Written request: Render the data from the line containing "form (98, 122)." through the final line as a JSON list of strings, one string per line, with blank lines omitted.

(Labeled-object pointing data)

━━━

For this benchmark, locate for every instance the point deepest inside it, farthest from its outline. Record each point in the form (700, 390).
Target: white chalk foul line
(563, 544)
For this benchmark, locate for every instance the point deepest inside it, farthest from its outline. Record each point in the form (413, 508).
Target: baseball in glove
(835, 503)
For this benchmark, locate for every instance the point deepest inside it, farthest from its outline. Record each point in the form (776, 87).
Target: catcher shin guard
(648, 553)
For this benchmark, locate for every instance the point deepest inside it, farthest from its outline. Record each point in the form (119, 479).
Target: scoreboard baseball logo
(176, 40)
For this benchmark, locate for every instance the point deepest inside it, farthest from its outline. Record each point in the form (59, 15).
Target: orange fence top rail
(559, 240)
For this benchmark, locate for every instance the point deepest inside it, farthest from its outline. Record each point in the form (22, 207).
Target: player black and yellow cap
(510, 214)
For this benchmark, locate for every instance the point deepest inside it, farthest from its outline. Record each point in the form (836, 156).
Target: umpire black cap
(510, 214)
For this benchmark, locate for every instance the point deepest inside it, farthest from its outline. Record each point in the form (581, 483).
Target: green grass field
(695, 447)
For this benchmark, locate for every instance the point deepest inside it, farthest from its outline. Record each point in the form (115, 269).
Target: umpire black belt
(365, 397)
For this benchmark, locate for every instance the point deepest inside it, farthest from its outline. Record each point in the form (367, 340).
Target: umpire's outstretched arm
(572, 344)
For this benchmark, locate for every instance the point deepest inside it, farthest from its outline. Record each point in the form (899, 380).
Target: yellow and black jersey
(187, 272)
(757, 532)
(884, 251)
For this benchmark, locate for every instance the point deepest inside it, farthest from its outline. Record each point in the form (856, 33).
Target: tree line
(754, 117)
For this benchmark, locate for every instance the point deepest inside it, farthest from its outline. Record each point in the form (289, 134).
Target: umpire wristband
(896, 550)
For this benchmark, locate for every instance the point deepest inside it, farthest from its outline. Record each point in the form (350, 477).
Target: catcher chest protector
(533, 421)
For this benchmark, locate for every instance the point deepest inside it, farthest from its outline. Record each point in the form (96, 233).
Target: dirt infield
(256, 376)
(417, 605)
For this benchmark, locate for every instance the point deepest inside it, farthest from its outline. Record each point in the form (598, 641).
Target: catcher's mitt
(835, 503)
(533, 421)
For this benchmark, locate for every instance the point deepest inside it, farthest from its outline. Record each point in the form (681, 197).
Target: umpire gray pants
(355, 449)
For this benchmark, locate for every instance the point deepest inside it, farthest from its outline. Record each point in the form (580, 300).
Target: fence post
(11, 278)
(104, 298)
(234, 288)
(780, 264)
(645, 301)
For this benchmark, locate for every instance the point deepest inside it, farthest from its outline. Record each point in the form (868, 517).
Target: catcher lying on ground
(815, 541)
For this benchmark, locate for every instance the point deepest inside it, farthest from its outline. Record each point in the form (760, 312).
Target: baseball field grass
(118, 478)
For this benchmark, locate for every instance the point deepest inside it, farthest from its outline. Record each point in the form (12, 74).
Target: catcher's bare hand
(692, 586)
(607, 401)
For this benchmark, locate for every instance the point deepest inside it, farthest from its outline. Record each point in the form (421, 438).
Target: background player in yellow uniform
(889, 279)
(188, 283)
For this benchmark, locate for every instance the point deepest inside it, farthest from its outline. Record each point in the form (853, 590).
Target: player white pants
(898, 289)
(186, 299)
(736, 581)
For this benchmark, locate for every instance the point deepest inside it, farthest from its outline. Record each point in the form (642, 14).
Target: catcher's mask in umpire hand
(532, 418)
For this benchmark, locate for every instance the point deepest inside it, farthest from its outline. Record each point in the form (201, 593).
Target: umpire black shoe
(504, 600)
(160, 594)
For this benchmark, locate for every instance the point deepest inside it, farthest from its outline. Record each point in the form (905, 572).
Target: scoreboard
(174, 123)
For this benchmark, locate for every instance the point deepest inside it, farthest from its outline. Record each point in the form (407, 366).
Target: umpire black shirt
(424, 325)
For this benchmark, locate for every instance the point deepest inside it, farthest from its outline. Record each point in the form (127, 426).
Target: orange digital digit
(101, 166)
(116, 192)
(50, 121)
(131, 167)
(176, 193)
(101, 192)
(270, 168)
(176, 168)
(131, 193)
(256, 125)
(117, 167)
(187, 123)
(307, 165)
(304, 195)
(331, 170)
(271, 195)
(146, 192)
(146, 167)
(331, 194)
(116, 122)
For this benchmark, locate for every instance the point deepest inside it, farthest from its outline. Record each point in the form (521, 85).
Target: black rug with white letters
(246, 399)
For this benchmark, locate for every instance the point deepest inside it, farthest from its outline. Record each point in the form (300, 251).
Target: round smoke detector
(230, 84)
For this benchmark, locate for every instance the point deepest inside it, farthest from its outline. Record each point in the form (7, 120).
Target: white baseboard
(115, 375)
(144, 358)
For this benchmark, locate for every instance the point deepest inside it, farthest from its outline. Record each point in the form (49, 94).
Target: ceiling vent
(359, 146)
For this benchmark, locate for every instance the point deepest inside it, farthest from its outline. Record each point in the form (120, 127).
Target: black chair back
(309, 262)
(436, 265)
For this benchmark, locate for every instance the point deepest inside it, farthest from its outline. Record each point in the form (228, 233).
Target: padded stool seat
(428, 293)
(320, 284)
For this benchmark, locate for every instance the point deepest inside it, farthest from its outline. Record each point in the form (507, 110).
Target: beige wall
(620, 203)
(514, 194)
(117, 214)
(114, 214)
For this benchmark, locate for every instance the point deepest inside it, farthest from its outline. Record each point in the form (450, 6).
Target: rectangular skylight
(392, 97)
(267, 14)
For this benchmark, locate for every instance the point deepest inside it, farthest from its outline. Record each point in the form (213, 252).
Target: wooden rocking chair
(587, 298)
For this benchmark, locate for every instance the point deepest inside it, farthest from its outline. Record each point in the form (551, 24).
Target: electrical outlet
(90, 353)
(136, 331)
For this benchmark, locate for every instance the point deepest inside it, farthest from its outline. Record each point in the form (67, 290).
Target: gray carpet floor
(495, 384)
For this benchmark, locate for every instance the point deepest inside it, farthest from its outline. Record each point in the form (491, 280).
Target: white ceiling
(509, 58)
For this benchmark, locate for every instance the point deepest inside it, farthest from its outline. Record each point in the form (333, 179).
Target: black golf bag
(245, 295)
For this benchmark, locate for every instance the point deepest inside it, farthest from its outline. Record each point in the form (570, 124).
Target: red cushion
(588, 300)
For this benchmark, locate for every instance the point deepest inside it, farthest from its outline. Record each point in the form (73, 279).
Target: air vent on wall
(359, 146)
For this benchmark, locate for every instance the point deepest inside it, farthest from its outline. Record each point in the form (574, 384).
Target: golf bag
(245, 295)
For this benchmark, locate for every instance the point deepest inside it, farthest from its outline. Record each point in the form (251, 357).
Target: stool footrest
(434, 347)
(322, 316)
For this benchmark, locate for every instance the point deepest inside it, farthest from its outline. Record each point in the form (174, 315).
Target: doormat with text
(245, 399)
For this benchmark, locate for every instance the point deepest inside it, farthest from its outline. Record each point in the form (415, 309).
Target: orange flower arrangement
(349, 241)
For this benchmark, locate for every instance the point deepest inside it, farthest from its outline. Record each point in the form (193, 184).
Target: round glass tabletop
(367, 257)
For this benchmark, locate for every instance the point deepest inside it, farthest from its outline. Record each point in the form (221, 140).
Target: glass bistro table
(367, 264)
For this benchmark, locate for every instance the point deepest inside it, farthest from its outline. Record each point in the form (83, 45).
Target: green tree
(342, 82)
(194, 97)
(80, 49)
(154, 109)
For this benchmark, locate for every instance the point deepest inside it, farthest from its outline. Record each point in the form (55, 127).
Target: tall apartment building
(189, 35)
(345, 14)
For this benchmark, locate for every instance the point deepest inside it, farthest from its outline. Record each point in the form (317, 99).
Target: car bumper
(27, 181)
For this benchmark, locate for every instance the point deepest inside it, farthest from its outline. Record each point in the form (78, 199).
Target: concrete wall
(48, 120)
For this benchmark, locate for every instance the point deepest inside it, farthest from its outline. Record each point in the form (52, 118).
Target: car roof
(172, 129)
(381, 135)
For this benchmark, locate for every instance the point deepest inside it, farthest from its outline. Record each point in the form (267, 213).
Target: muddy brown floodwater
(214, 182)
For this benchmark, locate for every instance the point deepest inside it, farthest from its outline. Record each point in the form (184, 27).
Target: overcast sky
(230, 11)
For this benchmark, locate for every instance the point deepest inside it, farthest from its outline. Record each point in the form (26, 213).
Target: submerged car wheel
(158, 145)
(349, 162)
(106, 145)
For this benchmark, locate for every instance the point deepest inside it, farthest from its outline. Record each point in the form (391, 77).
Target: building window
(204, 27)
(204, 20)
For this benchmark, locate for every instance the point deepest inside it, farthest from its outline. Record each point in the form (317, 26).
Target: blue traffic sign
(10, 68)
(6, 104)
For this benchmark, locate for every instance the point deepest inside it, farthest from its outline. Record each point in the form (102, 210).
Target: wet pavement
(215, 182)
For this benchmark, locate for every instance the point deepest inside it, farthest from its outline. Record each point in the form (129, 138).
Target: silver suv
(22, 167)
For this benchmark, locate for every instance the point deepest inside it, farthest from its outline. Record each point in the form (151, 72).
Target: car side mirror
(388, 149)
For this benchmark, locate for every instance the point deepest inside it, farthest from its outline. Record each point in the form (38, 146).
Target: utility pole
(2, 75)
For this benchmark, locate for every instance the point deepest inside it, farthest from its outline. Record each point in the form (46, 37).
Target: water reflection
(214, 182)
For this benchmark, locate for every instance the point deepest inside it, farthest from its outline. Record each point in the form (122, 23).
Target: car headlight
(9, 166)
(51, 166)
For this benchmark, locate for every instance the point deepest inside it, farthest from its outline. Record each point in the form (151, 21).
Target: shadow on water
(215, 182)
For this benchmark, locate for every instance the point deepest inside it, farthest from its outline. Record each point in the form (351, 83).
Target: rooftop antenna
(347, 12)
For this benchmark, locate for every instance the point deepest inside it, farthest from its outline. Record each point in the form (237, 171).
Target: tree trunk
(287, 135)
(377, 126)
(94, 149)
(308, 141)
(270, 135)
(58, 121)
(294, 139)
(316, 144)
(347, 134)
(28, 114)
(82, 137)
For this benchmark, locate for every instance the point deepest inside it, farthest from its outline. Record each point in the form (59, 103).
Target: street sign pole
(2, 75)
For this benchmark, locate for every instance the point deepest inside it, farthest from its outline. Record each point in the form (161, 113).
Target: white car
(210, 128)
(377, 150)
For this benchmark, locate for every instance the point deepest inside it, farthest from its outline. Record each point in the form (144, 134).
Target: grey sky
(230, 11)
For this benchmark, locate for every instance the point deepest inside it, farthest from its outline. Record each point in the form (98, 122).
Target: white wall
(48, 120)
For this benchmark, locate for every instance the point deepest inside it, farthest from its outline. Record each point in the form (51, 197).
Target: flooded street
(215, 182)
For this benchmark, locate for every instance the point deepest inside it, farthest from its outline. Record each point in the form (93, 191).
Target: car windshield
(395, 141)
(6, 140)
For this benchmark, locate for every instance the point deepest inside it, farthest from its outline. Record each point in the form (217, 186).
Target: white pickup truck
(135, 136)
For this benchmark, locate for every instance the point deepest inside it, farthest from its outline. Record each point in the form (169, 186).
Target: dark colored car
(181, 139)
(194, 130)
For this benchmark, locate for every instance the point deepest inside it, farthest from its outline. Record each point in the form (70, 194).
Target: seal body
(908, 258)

━━━

Task result:
[
  "For this benchmark, locate for every instance the point deepest inside it, farthest from its outline. Record each point in the form (98, 122).",
  "Target: white wall",
  "(48, 120)",
  "For this benchmark, locate for every instance the point deepest inside it, farthest from its outline. Record each point in the form (51, 197).",
  "Target: flooded street",
  "(215, 182)",
  "For this benchmark, locate for every instance the point deepest inside it, farthest from its outline. Record each point in the form (93, 191).",
  "Target: car windshield",
  "(395, 141)",
  "(6, 140)",
  "For this benchmark, locate for every instance the point deepest inside it, farthest from its outline. Record each point in the form (217, 186).",
  "Target: white pickup truck",
  "(135, 136)",
  "For this benchmark, locate for every instance the point deepest inside it, farthest from its outline. Record each point in the form (169, 186).",
  "Target: dark colored car",
  "(181, 139)",
  "(194, 130)",
  "For this benchmark, locate for every instance the point deepest inside it, farthest from its outline. Record each point in the form (70, 194).",
  "Target: seal body",
  "(908, 258)"
]